Rewrite the items below, switching "dark jacket" to "gray coat" and leaving everything else unchanged.

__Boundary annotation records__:
^^^^^^^^^^^^^^^^

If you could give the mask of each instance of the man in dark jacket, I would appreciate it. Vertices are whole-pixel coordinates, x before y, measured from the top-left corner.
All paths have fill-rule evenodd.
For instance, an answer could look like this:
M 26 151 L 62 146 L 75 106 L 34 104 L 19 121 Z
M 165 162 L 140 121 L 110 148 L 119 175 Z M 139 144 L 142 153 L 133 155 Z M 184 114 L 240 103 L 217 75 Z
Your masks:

^^^^^^^^^^^^^^^^

__Task answer__:
If you could give the mask of each instance of the man in gray coat, I would appreciate it. Vertices are whole-pixel coordinates, x before y, measured from the top-left corner.
All paths have fill-rule evenodd.
For instance, an answer could look like this:
M 26 151 L 62 146 L 75 106 L 34 104 L 19 121 Z
M 165 162 L 140 121 L 110 148 L 119 175 Z M 139 144 L 142 153 L 133 155 Z M 184 114 L 240 103 L 217 75 Z
Your masks:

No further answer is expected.